▸ Exercise inputs
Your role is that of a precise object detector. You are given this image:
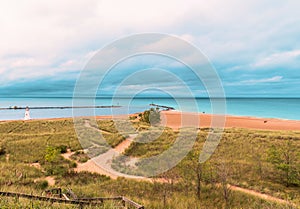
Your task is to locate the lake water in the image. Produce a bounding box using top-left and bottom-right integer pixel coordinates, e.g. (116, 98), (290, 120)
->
(0, 98), (300, 120)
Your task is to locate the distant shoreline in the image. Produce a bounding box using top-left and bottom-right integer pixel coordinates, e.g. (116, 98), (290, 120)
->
(0, 111), (300, 131)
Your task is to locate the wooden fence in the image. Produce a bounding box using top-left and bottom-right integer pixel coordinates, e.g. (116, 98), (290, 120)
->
(0, 188), (144, 209)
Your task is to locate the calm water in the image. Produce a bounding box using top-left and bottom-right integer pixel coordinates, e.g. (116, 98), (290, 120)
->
(0, 98), (300, 120)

▸ Exercise brief
Copy out the lines starting with the one containing "Your task is to locate the wooden" and going on through the last line of the rows, keeping each line unchanged.

▸ Response
Your task is to locate the wooden fence in the image. Produce a bounding box using top-left and bottom-right integer pixel coordinates, e.g. (116, 98), (290, 120)
->
(0, 188), (144, 209)
Your task is to locate the calm water in the image. Produce a bounding box using top-left and bottom-right integer pixel coordinates, e.g. (116, 98), (290, 120)
->
(0, 98), (300, 120)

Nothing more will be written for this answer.